● **Bacaan Sumber**:
Rindu juga saya akan keindahan kampung halamanku Gorontalo. Setelah kurang lebih 7 tahun (2000-2007) menginjakkan kaki di “Kota Daeng” atau Makassar. Gorontalo terkenal akan keramahan orang-orangnya, penduduknya yang mayoritas Muslim, makanannya yang serba pedas, apalagi ditambah dengan kecantikan panorama Danaunya yang indah. Pokoknya semuanya bisa bikin saya Rindu akan kampung halamanku.
Rumah Adat Gorontalo
Gorontalo adalah provinsi yang ke-32 di Indonesia. Sebelumnya, Gorontalo merupakan wilayah kabupaten di Sulawesi Utara. Seiring dengan munculnya pemekaran wilayah berkenaan dengan otonomi daerah, provinsi ini kemudian dibentuk berdasarkan undang-Undang Nomor 38 Tahun 2000 tertanggal 22 Desember 2000.
Provinsi Gorontalo terletak di pulau Sulawesi bagian utara atau di bagian barat Sulawesi Utara. Luas wilayah provinsi ini 12.215 km² dengan jumlah penduduk sebanyak 887.000 jiwa (2004).

● **Data Latihan**:
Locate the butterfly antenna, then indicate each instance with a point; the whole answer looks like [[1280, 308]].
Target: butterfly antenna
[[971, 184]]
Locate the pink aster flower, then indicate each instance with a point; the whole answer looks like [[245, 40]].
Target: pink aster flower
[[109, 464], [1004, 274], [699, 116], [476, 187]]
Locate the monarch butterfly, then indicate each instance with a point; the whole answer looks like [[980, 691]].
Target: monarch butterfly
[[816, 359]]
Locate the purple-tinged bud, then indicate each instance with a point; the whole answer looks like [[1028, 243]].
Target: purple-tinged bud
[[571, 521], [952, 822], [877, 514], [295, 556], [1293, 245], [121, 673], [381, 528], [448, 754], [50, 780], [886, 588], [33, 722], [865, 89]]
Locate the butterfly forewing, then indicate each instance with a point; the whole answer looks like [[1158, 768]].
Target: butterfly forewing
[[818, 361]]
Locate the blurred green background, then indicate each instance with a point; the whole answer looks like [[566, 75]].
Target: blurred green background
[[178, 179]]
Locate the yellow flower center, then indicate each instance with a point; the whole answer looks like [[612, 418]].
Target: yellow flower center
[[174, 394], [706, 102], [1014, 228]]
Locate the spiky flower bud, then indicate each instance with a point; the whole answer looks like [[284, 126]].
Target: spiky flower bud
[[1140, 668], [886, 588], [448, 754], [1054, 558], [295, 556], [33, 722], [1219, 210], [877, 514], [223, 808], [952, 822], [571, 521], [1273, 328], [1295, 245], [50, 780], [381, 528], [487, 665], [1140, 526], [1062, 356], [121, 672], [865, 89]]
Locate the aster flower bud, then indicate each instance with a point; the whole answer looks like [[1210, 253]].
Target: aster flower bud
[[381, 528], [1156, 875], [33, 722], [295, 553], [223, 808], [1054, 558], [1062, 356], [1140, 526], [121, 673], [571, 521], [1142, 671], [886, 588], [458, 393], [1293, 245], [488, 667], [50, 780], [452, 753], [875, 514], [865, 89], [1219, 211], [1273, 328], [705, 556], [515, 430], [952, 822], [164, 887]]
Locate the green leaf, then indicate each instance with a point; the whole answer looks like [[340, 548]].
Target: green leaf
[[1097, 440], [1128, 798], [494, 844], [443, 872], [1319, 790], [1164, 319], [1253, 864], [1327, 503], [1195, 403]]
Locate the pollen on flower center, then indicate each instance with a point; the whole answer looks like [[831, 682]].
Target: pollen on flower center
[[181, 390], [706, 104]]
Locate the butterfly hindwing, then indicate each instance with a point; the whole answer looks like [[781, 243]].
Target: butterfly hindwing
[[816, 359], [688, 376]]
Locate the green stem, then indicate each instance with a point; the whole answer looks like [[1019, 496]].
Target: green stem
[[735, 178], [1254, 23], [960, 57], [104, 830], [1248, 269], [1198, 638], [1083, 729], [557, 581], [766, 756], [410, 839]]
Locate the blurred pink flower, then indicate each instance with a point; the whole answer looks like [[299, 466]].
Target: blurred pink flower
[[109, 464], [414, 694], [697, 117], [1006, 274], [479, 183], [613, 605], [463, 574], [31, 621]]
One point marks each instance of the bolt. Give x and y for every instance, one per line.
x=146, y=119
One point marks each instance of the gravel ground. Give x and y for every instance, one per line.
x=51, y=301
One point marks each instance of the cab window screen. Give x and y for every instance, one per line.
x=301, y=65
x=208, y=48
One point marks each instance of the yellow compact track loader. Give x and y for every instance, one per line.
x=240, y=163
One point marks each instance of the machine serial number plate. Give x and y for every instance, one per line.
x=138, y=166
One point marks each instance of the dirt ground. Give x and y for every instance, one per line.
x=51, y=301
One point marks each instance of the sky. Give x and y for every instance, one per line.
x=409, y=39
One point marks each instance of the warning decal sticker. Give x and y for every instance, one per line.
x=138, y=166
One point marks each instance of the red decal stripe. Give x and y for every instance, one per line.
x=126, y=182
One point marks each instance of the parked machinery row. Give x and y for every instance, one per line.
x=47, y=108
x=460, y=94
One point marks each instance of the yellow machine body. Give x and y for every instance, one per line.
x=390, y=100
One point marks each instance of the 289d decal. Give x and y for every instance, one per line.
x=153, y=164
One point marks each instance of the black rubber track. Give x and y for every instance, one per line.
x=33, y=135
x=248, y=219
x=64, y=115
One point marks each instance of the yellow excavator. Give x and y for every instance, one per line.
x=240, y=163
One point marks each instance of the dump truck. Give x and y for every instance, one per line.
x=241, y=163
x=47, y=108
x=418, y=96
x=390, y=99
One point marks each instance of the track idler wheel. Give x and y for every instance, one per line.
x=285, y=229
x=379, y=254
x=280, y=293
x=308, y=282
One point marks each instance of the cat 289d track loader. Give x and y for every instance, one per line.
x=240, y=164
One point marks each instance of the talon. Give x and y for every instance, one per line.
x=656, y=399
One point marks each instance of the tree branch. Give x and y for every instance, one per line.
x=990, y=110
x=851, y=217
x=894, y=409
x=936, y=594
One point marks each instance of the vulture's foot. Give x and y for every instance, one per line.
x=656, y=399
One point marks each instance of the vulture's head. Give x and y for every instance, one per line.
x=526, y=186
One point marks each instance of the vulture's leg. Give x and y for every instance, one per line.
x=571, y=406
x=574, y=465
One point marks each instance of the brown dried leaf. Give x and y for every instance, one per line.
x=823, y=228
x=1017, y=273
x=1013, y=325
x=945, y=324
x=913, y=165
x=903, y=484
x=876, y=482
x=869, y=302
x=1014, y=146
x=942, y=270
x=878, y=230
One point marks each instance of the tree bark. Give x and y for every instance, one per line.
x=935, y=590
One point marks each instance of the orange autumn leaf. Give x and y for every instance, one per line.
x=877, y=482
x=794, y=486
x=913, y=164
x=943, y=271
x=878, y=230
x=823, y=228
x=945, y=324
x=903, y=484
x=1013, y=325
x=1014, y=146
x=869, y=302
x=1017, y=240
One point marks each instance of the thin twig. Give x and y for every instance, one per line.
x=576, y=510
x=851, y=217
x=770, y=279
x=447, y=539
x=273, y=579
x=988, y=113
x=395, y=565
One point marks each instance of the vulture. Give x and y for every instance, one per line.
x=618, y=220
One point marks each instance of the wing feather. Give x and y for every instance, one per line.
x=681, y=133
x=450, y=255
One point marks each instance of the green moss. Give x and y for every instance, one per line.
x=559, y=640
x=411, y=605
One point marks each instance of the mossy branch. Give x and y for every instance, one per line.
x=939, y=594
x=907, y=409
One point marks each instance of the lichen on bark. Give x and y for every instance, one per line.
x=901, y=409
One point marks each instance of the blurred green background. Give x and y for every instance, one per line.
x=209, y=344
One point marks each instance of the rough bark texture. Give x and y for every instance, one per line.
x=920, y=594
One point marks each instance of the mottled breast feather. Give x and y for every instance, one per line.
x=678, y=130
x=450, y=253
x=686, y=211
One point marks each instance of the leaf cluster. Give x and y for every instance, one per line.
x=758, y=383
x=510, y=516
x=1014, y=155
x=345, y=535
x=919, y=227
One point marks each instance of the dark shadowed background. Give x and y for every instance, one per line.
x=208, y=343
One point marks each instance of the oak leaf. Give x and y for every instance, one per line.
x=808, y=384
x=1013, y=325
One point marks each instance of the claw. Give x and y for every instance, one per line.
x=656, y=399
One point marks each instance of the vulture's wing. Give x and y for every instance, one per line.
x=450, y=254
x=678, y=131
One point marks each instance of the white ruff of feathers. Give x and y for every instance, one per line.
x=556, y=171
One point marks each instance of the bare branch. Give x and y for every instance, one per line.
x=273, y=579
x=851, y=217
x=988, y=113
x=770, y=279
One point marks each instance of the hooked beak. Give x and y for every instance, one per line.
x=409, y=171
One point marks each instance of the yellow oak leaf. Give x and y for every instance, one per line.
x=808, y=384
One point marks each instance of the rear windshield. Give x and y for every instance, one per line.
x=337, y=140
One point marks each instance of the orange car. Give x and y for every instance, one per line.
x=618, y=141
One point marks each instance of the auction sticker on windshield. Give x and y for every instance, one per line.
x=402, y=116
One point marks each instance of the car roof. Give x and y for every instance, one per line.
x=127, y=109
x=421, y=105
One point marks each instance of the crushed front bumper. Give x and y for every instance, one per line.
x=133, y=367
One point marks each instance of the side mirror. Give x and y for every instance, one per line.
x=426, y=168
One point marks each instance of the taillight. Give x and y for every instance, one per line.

● **Tantangan 1**:
Hitung ada berapa baris data yang memuat kata "hindwing", dengan huruf besar dan kecil dibedakan. Jawab dengan angkanya saja.
● **Tantangan 2**:
Tuliskan lanjutan teks tentang Gorontalo di atas, dimulai setelah kalimat terakhirnya.

● **Hasil Latihan 1**:
2

● **Hasil Latihan 2**:
Menurut sejarah, Gorontalo terbentuk kurang lebih 400 tahun lalu dan merupakan salah satu kota tua di Sulawesi selain Kota Makassar, Pare-pare dan Manado. Gorontalo pada saat itu menjadi salah satu pusat penyebaran agama Islam di Indonesia Timur yaitu dari Ternate, Gorontalo, Bone. Seiring dengan penyebaran agama tersebut Gorontalo menjadi pusat pendidikan dan perdagangan masyarakat di wilayah sekitar seperti Bolaang Mongondow (Sulut), Buol Toli-Toli, Luwuk Banggai, Donggala (Sulteng) bahkan sampai ke Sulawesi Tenggara.
Dengan letaknya yang stategis yang menjadi pusat pendidikan dan perdagangan serta penyebaran agama islam maka pengaruh Gorontalo sangat besar pada wilayah sekitar, bahkan menjadi pusat pemerintahan yang disebut dengan Kepala Daerah Sulawesi Utara Afdeling Gorontalo yang meliputi Gorontalo dan wilayah sekitarnya seperti Buol ToliToli dan, Donggala dan Bolaang Mongondow.
Keindahan Panorama Pantai Utara Gorontalo (tampak atas)
Asal usul nama Gorontalo terdapat berbagai pendapat dan penjelasan antara lain :
* “Hulontalangio”, nama salah satu kerajaan yang dipersingkat menjadi hulontalo.
* Berasal dari ” Hua Lolontalango” yang artinya orang-orang Gowa yang berjalan lalu lalang.
* Berasal dari ” Hulontalangi” yang artinya lebih mulia.
* Berasal dari “Hulua Lo Tola” yang artinya tempat berkembangnya ikan Gabus.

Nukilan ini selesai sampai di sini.